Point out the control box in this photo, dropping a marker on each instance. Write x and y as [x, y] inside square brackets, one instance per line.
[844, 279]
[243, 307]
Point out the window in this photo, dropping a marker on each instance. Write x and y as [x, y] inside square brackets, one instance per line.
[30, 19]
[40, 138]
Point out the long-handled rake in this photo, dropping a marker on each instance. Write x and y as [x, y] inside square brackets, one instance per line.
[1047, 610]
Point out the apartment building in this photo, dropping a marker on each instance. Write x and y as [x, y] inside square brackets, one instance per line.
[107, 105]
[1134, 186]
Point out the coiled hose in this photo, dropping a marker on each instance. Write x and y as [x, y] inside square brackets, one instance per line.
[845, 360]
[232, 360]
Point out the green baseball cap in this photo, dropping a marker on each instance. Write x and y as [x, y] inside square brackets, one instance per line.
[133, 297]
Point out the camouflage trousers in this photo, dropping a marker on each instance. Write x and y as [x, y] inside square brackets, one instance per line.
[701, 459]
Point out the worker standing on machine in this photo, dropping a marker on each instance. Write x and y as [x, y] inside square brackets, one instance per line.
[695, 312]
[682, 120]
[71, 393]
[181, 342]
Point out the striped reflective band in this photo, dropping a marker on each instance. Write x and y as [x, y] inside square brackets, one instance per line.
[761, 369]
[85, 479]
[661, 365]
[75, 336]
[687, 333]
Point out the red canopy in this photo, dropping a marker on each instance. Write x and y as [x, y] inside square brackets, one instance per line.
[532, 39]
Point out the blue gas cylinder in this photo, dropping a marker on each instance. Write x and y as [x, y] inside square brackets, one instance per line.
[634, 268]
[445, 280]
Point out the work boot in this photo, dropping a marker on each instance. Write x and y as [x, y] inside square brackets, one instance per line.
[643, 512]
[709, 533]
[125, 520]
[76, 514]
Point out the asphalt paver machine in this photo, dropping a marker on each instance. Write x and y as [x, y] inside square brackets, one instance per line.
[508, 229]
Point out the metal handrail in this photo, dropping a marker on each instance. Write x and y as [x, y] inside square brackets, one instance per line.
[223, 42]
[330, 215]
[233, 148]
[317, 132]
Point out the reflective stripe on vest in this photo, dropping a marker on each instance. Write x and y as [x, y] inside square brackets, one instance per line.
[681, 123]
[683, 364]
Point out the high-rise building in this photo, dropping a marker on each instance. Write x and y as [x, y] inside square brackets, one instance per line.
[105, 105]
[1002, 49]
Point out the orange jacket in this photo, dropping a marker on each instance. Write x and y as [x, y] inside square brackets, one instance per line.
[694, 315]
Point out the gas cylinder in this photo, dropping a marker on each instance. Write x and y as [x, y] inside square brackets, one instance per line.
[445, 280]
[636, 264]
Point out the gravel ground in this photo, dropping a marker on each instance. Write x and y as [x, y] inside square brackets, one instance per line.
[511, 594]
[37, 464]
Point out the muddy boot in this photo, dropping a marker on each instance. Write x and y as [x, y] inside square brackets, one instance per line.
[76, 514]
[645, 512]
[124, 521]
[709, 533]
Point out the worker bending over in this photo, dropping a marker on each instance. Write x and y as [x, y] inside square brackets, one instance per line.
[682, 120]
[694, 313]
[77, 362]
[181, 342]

> [YOUR ASSIGNMENT]: Every entry above must be reproduced exactly.

> [ANSWER SPACE]:
Point out the control box in this photo, dropping a marker on each instance. Write x and y as [x, y] inside square brackets, one instance per line.
[844, 279]
[243, 307]
Point out the window in this photo, dropping a marker on each instance. Write x and y as [x, y] inside square brackets, one instance per line.
[30, 19]
[40, 138]
Point out the long-handled rake in this photo, dropping a marker on each instance. Write x and y as [x, y] inside square brackets, one instance per line.
[1047, 610]
Point out the apartment building in this photo, dropping a marker on each instance. Write x and y as [x, y] inside square brackets, one instance per line.
[107, 105]
[1134, 186]
Point out the coiled hose in this photo, dropping a marker on each instance. Write x and y as [x, y] inside square brackets, one instance per line.
[845, 360]
[232, 360]
Point out the green baseball cap in this photo, dropping a marker on each instance. Write x and y as [x, y] inside square brackets, one instance per line.
[133, 297]
Point out the camouflage trousers in this photo, dropping a marker on each instance. Write x and y as [x, y] inside square brackets, one instance per line.
[701, 459]
Point out the worker standing on machine in this photo, dropping a marker on each instance. Write x and y as [x, y] inside square brackets, one instance per line.
[695, 312]
[682, 120]
[71, 393]
[181, 342]
Point out the striped reflective band in this photo, dropping a marker on each instance. Write x and y as [x, y] inside square brackets, one instance per line.
[761, 369]
[85, 479]
[661, 365]
[75, 336]
[687, 333]
Point out the red canopy in this photo, dropping a marker on each instance. Write x and y as [x, y] inside square brackets, one instance per line.
[532, 39]
Point out the blue gas cylinder in this photo, dropping a marker on each instance. Write x and y as [x, y] inside square brackets, one instance per line.
[634, 268]
[445, 280]
Point out the work boot in this photo, dropping a marker on each instance. Write x and y as [x, y] inside square brackets, one instance per line.
[643, 512]
[709, 533]
[125, 520]
[76, 514]
Point out the asphalt paver machine in this photo, dropping a marker on each instance. Write x and y as [x, y] inside square brackets, one instance per line.
[508, 229]
Point out the metal handrail in this photo, dropping a marker on each instance. Write x and y as [x, y] inside square brackets, one instance per line.
[223, 42]
[330, 215]
[233, 148]
[317, 132]
Point out the reflective stripe on vest in this photo, dropping a marker on each instance. Write x and y as [x, y] inside square brackets, one instance per line.
[681, 123]
[683, 364]
Point out the high-rise building in this photo, dropping a marker on each instance. Write x and y as [x, y] inside square brackets, one instance per line.
[105, 105]
[1002, 49]
Point out the orange jacket in this photo, dropping a marker on each instance. Write x and y as [x, y] inside square brackets, one instance per line.
[694, 315]
Point out the gas cylinder in this photo, dropping a marker on each instance. Write x and y as [x, y] inside square brackets, one instance per line.
[445, 280]
[636, 264]
Point out the gravel ground in this photo, dropping a marker on each instance. Write x and y as [x, y] inside square brackets, one instance per line.
[511, 594]
[37, 464]
Point out the muddy boot in this photo, dropping a marker on each instance. Write x and y as [x, y] inside square brackets, one instance per line.
[76, 514]
[645, 512]
[124, 521]
[709, 533]
Point out the worker bending over in this photo, dropping a marker on each instance. Write x and y as [x, y] inside square brackets, one instance per line.
[682, 120]
[694, 313]
[77, 362]
[181, 342]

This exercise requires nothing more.